Description of the task: For each statement, say yes or no to whether the passage on GMI and chemoresistant lung cancer cells supports it, and quote the deciding words: (a) The A549/D16 and A549/V16 sublines respond to GMI in a dose-dependent manner. (b) In the mouse experiments, GMI was given by injection. (c) The GMI efficacy test began when tumors reached 200 mm3 on the 40th day after implantation.

Reading passage:
══════════════════════════════
To examine the [Ca2+]cyt, the fluorescent dye Fluo-3AM was incubated with (A) parental A549 and A549/D16 cells, (B) parental A549 and A549/V16 cells for 30 min. Thin line represents fluorescence background without Fluo-3AM incubation. Thick line represents fluorescence measured by flow cytometry. To measure VER modulation of [Ca2+]cyt, (C) A549/D16 cells and (D) A549/V16 cells were pre-treated with VER (10 μM) for 2 h followed by DOC (16 nM) and VCR (16 nM) treatment for 48 h, respectively. The [Ca2+]cyt of A549/D16 cells treated with GMI (1.2 μM) for 24 h (E) or 48 h (G) were upregulated. The [Ca2+]cyt of A549/V16 cells treated with GMI (1.2 μM) for 24 h (F) or 48 h (H) were also upregulated. After fluo-3 AM incubation, cells were visualized using flow cytometry. The cell number count (Count) is indicated by the Y-axis and the Fluo-3AM intensity (FL1-H) is indicated by the X-axis.
GMI inhibits P-gp overexpressing tumor growth in mice xenograft model
Previously, it has been demonstrated that after pretreatment with the calcium chelator BAPTA-AM, GMI-induced cell death is blocked. Apparently, GMI induces lung cancer cell death through a calcium-dependent signaling pathway . Therefore, we tested the sensitivity of chemoresistant cancer cells to GMI treatment on MTT assay (Fig 2A). The results showed that both A549/D16 and A549/V16 sublines respond to GMI (0.3 to 1.2 μM) in a dose-dependent manner. The GMI sensitivities of A549, A549/D16 and A549/V16 cells with calculated IC50 are listed in Table 1. Moreover, mice were inoculated subcutaneously with A549/D16 subline expressing high P-gp. The tumor burdens in mice treated with PBS or GMI are shown in Fig 2B. When compared with the group of mice administered PBS, the growth of tumors in the GMI group was significantly inhibited. Although calculated tumor volume was comparable to P1 and P3, significant necrosis of P2 tumor resulted in the smallest size of the retrieved P2 tumor. To ensure proliferation of implanted cancer cells, we tested the GMI efficacy when the tumors reached a volume of 200 mm3 on the 40th day after implantation (Fig 2C). The anti-tumor effect of GMI was not restricted in large tumors.
(A) Analysis of the effects of GMI (0.3, 0.6, 0.9 and 1.2 μM) on cell viability in A549, A549/D16 and A549/V16 cells on MTT assay. (B) Seven days after A549/D16 cell implantation, mice in the PBS group were treated with PBS or GMI by gavage once daily. The tumor sizes of PBS group and GMI group were measured after mice were sacrificed on day 64. (C) Mice were injected subcutaneously for A549/D16 cell implantation. When the tumor volume reached 200 mm3 on day 40, mice in the PBS group were treated with PBS or GMI by gavage once daily. The results are presented as mean ± SD. a non-parametric Mann-Whitney U test was applied with p<0.05 was considered statistically significant. (E) The levels of c-PARP, LC3A and LC3B in six xenograft tumors were determined by Western blotting with statistical analysis of LC3A-II and LC3B-II expressions. (D) Representative immunostaining results of P-gp in lung tumors of A549, A549/D16 treated with PBS (P1) and A549/D16 treated with GMI (G1) were obtained by IHC.
══════════════════════════════
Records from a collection
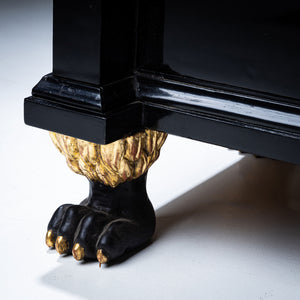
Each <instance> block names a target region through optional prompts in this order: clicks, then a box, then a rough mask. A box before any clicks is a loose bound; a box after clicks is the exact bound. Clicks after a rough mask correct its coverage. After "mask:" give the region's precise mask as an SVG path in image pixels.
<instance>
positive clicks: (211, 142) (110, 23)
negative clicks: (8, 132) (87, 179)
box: [25, 0, 300, 164]
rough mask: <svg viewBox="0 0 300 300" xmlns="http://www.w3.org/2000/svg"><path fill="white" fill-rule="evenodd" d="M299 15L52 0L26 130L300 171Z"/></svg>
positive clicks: (173, 6)
mask: <svg viewBox="0 0 300 300" xmlns="http://www.w3.org/2000/svg"><path fill="white" fill-rule="evenodd" d="M299 17H300V4H299V3H298V2H292V1H285V2H284V3H282V2H281V3H280V5H279V4H276V3H275V2H272V5H270V4H269V3H266V4H264V3H262V2H261V1H257V0H254V1H251V3H250V2H249V3H248V1H246V2H240V1H229V2H228V1H226V2H218V3H217V4H216V3H212V2H203V1H184V2H183V1H177V0H176V1H142V0H140V1H137V0H136V1H116V2H111V1H104V0H103V1H100V0H98V1H95V0H94V1H80V2H79V1H78V2H74V1H70V0H54V20H53V23H54V36H53V41H54V46H53V50H54V51H53V73H51V74H49V75H47V76H45V77H43V79H42V80H41V81H40V82H39V83H38V85H37V86H36V87H35V88H34V89H33V93H32V97H29V98H27V99H26V100H25V122H26V124H28V125H32V126H37V127H40V128H43V129H47V130H52V131H56V132H59V133H63V134H67V135H71V136H74V137H78V138H81V139H85V140H88V141H91V142H96V143H100V144H105V143H110V142H112V141H114V140H116V139H119V138H122V137H124V136H126V135H129V134H132V133H135V132H137V131H139V130H142V129H143V128H152V129H156V130H160V131H165V132H168V133H171V134H175V135H179V136H184V137H188V138H192V139H196V140H200V141H205V142H209V143H213V144H217V145H221V146H225V147H229V148H233V149H237V150H241V151H244V152H250V153H254V154H257V155H260V156H265V157H269V158H274V159H279V160H284V161H287V162H292V163H296V164H299V163H300V155H299V153H300V85H299V82H300V54H299V53H300V27H299V26H298V25H299V24H298V23H299V21H298V20H299V19H300V18H299Z"/></svg>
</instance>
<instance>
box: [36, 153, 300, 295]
mask: <svg viewBox="0 0 300 300" xmlns="http://www.w3.org/2000/svg"><path fill="white" fill-rule="evenodd" d="M298 207H300V166H294V165H291V164H287V163H283V162H278V161H273V160H268V159H256V158H254V157H252V156H250V155H249V156H246V157H245V158H243V159H242V160H241V161H239V162H238V163H236V164H234V165H233V166H231V167H229V168H228V169H226V170H225V171H223V172H221V173H219V174H217V175H216V176H214V177H213V178H211V179H209V180H208V181H206V182H204V183H202V184H200V185H198V186H197V187H195V188H194V189H192V190H191V191H189V192H187V193H186V194H184V195H182V196H180V197H178V198H177V199H175V200H174V201H172V202H170V203H168V204H167V205H165V206H163V207H161V208H160V209H158V211H157V212H156V213H157V233H156V236H155V242H154V243H153V244H152V245H150V246H149V247H148V248H146V249H144V250H143V251H142V252H140V253H137V254H136V255H135V256H134V257H132V258H131V259H129V260H128V261H126V262H124V263H123V264H120V265H117V266H115V267H111V268H104V269H103V270H99V269H98V267H97V264H96V263H95V264H86V265H85V264H83V265H79V264H78V263H75V261H74V260H73V259H72V258H65V259H64V258H61V259H59V262H60V263H61V264H60V265H59V266H58V267H57V268H55V269H54V270H51V271H50V272H49V273H47V274H45V275H44V276H43V277H42V278H41V281H42V283H43V284H46V285H48V286H52V287H55V288H58V289H62V290H64V291H66V292H69V293H72V294H73V295H76V296H79V297H83V298H86V299H97V298H99V297H100V296H101V295H102V296H103V297H104V298H105V291H108V290H109V289H113V288H115V287H116V286H119V287H120V288H122V287H124V288H126V289H127V290H130V289H133V290H134V289H135V288H136V286H135V281H134V280H131V279H130V278H134V276H136V274H140V275H141V276H142V272H143V270H144V272H146V270H147V266H151V265H152V266H153V265H155V264H156V262H157V260H158V258H157V255H159V253H161V251H162V252H164V251H169V250H168V249H167V248H166V247H165V246H163V245H169V242H170V241H171V242H172V243H173V242H174V240H176V239H178V244H180V243H181V242H182V243H185V248H186V249H187V251H189V242H190V241H193V240H195V239H197V240H199V243H202V242H203V240H206V241H207V237H209V238H211V237H214V238H216V239H218V243H219V242H220V241H221V243H222V241H223V239H224V243H229V244H230V245H231V247H235V245H237V247H236V249H237V251H239V249H240V248H239V247H240V246H241V245H242V247H243V245H244V246H245V247H249V245H251V246H252V247H256V248H259V249H260V248H262V249H264V251H267V253H268V251H270V252H272V253H273V254H274V251H275V253H276V255H277V254H279V255H280V256H284V255H294V256H295V253H296V256H297V255H298V258H299V261H300V210H298ZM195 245H197V244H193V246H192V247H195ZM253 245H254V246H253ZM192 247H191V246H190V248H192ZM196 247H197V246H196ZM166 249H167V250H166ZM153 250H155V253H156V254H155V255H156V257H154V255H151V253H152V251H153ZM194 251H195V249H194ZM196 251H197V249H196ZM298 253H299V254H298ZM161 255H166V254H165V253H162V254H161ZM161 259H162V260H163V258H161ZM171 263H176V261H174V262H171ZM187 263H188V262H187ZM299 268H300V265H299ZM147 272H151V269H150V270H149V271H147ZM152 272H153V276H155V277H157V278H158V279H159V276H160V275H159V272H158V273H157V270H152ZM140 275H139V276H140ZM186 275H187V276H188V274H186ZM115 280H117V281H118V283H117V284H116V281H115ZM162 280H163V279H162ZM147 285H148V284H147V282H145V288H147ZM103 289H105V291H103Z"/></svg>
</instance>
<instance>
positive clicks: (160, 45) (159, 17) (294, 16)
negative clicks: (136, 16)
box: [138, 0, 300, 99]
mask: <svg viewBox="0 0 300 300" xmlns="http://www.w3.org/2000/svg"><path fill="white" fill-rule="evenodd" d="M140 3H141V6H142V7H145V9H141V13H143V14H144V16H141V17H140V20H141V24H140V26H142V27H147V26H148V28H149V31H150V30H151V29H150V28H153V24H152V23H154V22H155V23H156V24H158V23H159V20H158V19H159V18H160V19H161V21H160V24H161V25H160V27H161V28H162V29H163V30H161V31H160V32H159V34H157V35H156V37H157V38H156V40H158V36H159V37H160V39H161V40H160V41H157V44H158V47H157V48H156V49H155V50H154V51H152V52H151V53H149V50H148V45H147V44H146V43H145V42H144V40H145V37H144V36H143V34H144V33H145V32H146V29H144V31H143V34H141V37H140V48H139V49H140V51H139V53H138V57H139V58H140V59H139V64H138V66H139V67H142V68H151V69H153V70H157V71H162V70H164V72H165V70H167V69H169V72H168V73H176V74H178V75H182V76H188V77H193V78H198V79H202V80H207V81H211V82H215V83H222V84H226V85H232V86H235V87H243V88H247V89H252V90H256V91H261V92H268V93H273V94H278V95H282V96H287V97H292V98H296V99H298V98H299V93H300V85H299V84H298V82H299V79H300V60H299V53H300V34H299V32H300V29H299V28H300V27H299V25H300V21H299V20H300V3H299V1H291V0H287V1H284V2H282V1H258V0H253V1H238V0H230V1H193V0H187V1H178V0H175V1H174V0H165V1H158V0H157V1H154V2H153V1H151V3H150V2H147V1H140ZM153 3H159V4H156V6H159V7H160V10H161V13H160V15H158V13H155V14H154V13H153V12H152V10H151V6H152V5H153ZM149 14H152V16H153V19H151V22H152V23H151V22H149V21H148V19H147V18H149ZM147 16H148V17H147ZM152 35H154V33H152ZM152 35H151V34H150V33H149V34H148V39H149V40H150V39H151V37H152ZM152 40H153V39H152ZM161 45H163V51H161ZM151 48H153V45H152V47H151ZM159 54H161V64H162V66H159V65H158V64H157V61H158V60H157V59H156V58H155V57H157V55H159ZM151 55H152V60H153V61H151V58H149V57H151ZM185 80H187V81H188V79H185Z"/></svg>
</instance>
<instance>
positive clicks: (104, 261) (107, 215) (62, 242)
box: [46, 175, 155, 266]
mask: <svg viewBox="0 0 300 300" xmlns="http://www.w3.org/2000/svg"><path fill="white" fill-rule="evenodd" d="M145 185H146V175H143V176H141V177H140V178H138V179H135V180H132V181H129V182H125V183H122V184H120V185H119V186H117V187H116V188H111V187H109V186H106V185H104V184H101V183H99V182H92V181H90V195H89V197H88V198H87V199H86V200H84V201H83V202H82V203H81V204H80V205H72V204H65V205H62V206H60V207H59V208H58V209H57V210H56V211H55V213H54V214H53V216H52V218H51V220H50V222H49V225H48V232H47V235H46V244H47V245H48V246H49V247H51V248H54V247H55V249H56V250H57V252H58V253H59V254H73V256H74V258H75V259H76V260H83V259H98V261H99V263H100V266H101V264H104V263H108V262H113V261H115V260H116V259H120V258H122V257H123V256H124V255H126V253H128V252H129V251H132V250H135V249H138V248H140V247H141V246H142V245H144V244H146V243H147V242H149V241H150V240H151V237H152V235H153V233H154V230H155V213H154V210H153V207H152V205H151V203H150V201H149V199H148V196H147V193H146V186H145Z"/></svg>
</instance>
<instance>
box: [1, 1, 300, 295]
mask: <svg viewBox="0 0 300 300" xmlns="http://www.w3.org/2000/svg"><path fill="white" fill-rule="evenodd" d="M30 3H34V5H30ZM50 3H51V2H50V1H42V0H39V1H23V2H20V1H17V0H10V1H8V0H7V1H2V2H1V3H0V46H1V47H0V91H1V92H0V103H1V110H0V120H1V126H0V136H1V139H0V162H1V166H2V172H1V175H0V182H1V204H2V207H1V210H0V240H1V243H0V257H1V264H0V266H1V272H0V291H1V299H120V298H122V299H217V300H219V299H230V300H233V299H239V300H240V299H289V300H293V299H295V300H296V299H300V284H299V283H300V212H299V206H300V188H299V182H300V168H299V166H298V167H296V166H292V165H288V164H284V163H279V162H274V161H271V160H266V159H255V158H253V157H251V156H246V157H242V156H240V155H239V154H238V152H236V151H232V150H228V149H225V148H221V147H216V146H212V145H207V144H203V143H199V142H195V141H191V140H187V139H183V138H178V137H173V136H170V137H169V138H168V140H167V142H166V144H165V146H164V148H163V150H162V153H161V157H160V159H159V160H158V161H157V163H156V164H155V165H154V166H153V167H152V168H151V170H150V172H149V180H148V191H149V196H150V198H151V199H152V202H153V204H154V206H155V208H156V212H157V220H158V226H157V234H156V237H155V241H154V243H153V244H151V245H150V246H149V247H147V248H146V249H144V250H143V251H141V252H139V253H138V254H136V255H135V256H133V257H131V258H130V259H128V260H127V261H125V262H124V263H122V264H119V265H114V266H112V267H103V268H101V269H99V268H98V265H97V263H78V262H76V261H75V260H74V259H73V258H72V257H59V256H58V254H57V253H56V252H55V251H50V250H48V249H47V247H46V245H45V244H44V236H45V233H46V227H47V223H48V221H49V218H50V217H51V214H52V213H53V211H54V210H55V209H56V207H58V206H59V205H60V204H62V203H67V202H73V203H78V202H80V201H81V200H82V199H83V198H84V197H85V196H86V194H87V188H88V185H87V182H86V180H85V179H84V178H83V177H81V176H78V175H75V174H73V173H72V172H71V171H70V170H69V169H68V167H67V166H66V164H65V163H64V158H63V157H62V156H61V155H60V154H59V153H58V152H57V151H56V149H55V148H54V146H53V145H52V144H51V141H50V139H49V137H48V134H47V132H46V131H43V130H40V129H36V128H32V127H27V126H25V125H24V124H23V115H22V114H23V98H24V97H26V96H29V95H30V90H31V88H32V87H33V86H34V84H36V83H37V81H38V80H39V79H40V77H41V76H42V75H44V74H46V73H49V72H51V4H50Z"/></svg>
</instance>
══════════════════════════════
Task solution:
(a) Yes: "both A549/D16 and A549/V16 sublines respond to GMI (0.3 to 1.2 μM) in a dose-dependent manner"
(b) No: "treated with PBS or GMI by gavage once daily"
(c) Yes: "when the tumors reached a volume of 200 mm3 on the 40th day after implantation"